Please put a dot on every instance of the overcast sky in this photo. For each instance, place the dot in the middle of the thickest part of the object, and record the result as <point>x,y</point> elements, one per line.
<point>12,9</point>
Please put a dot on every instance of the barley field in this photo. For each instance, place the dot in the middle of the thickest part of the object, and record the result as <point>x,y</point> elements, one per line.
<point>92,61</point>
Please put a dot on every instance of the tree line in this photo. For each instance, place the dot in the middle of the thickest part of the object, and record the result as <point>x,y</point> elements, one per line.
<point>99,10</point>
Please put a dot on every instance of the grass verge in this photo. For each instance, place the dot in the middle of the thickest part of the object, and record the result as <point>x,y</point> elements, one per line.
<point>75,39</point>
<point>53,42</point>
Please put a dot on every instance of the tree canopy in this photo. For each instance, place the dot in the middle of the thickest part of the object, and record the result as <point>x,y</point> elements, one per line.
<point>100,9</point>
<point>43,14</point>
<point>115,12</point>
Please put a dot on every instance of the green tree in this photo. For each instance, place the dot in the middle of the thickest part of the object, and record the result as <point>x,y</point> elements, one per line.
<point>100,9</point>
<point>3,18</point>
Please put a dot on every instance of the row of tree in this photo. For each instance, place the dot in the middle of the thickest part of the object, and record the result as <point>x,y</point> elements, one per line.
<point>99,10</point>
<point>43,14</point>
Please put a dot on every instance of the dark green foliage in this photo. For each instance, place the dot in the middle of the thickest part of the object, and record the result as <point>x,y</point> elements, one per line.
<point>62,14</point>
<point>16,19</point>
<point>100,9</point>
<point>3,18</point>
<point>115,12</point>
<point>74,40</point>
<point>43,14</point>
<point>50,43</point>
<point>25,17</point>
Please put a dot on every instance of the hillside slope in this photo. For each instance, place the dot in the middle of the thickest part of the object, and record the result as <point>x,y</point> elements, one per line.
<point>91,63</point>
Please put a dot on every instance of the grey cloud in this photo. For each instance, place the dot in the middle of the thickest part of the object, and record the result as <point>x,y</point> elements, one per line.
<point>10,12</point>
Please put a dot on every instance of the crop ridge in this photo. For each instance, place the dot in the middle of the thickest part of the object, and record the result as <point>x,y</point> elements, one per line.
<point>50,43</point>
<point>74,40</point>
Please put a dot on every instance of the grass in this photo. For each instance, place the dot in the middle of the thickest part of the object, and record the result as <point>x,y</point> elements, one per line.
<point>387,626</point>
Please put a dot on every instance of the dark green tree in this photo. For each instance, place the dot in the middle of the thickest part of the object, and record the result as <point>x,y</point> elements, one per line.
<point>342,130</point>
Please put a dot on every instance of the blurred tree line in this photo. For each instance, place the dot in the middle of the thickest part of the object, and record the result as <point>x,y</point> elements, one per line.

#####

Request → Repeat the lines above word for word, from the first one through the last.

Reply →
Please put a dot on every instance of the overcast sky in this photo. For each instance, place the dot in the middle of the thickest part of the object, and record the result as <point>x,y</point> elements, one per line.
<point>12,9</point>
Please put a dot on every instance of the barley field in this photo. For each instance, place the dot in the middle of the thickest part of the object, and record the result as <point>x,y</point> elements, one per line.
<point>92,61</point>
Please put a dot on every instance of the tree line in this photo. For each instance, place the dot in the middle of the thickest part of the object, and record the result as <point>x,y</point> elements, one per line.
<point>99,10</point>
Please put a dot on every instance of the grass verge in this photo. For each instance, place the dot in the middle of the thickest part of the object, and record the result as <point>x,y</point> elements, one per line.
<point>75,39</point>
<point>53,42</point>
Please put a dot on every instance of the tree canopy in this photo. For each instance, place the dot in the middle of the thickest part of the object, and record the result as <point>x,y</point> elements, one per line.
<point>100,9</point>
<point>43,14</point>
<point>115,12</point>
Please put a dot on every instance of the green tree in this photo. For each instance, place the dot in the middle of the thickest part of the object, and record the result as <point>x,y</point> elements, one per line.
<point>100,9</point>
<point>3,18</point>
Please put a dot on every instance of the row of tree in this photo. For each instance, place the dot in the middle of the thickest part of the object, and record the result as <point>x,y</point> elements, one per line.
<point>99,10</point>
<point>43,14</point>
Please put a dot on every instance of the dark green foliage in this photo. For each instance, place the dot in the middle of the thickest part of the object, and record the result as <point>x,y</point> elements, one per line.
<point>62,14</point>
<point>16,19</point>
<point>100,9</point>
<point>3,18</point>
<point>115,12</point>
<point>74,40</point>
<point>43,14</point>
<point>50,43</point>
<point>25,17</point>
Please put a dot on every instance of the hillside slope in this photo. For each instance, place the dot in the middle of the thickest part of the object, and record the result as <point>x,y</point> elements, one per line.
<point>91,63</point>
Please put a dot on every instance of the grey cloud in this photo. For each instance, place the dot in the middle of the thickest part of the object, and record the result as <point>x,y</point> elements, one per line.
<point>10,12</point>
Please put a dot on every instance of the crop ridge in this photo. For each instance, place the dot in the middle of the thickest part of the object, and record the result as <point>x,y</point> elements, one per line.
<point>50,43</point>
<point>74,40</point>
Please put a dot on every instance of the grass in this photo. For each instance, place the dot in the middle of the thickest part of the object, and record the result as <point>x,y</point> elements, one per line.
<point>387,626</point>
Please put a dot on every instance of the dark green tree in this photo. For each instance, place the dot in the middle of the thickest part of the object, and record the result as <point>x,y</point> elements, one per line.
<point>342,130</point>
Please put a dot on every instance of the blurred tree line in this photo. For each instance, place the dot in the middle of the thickest part of the object, and record the result as <point>x,y</point> elements, one per line.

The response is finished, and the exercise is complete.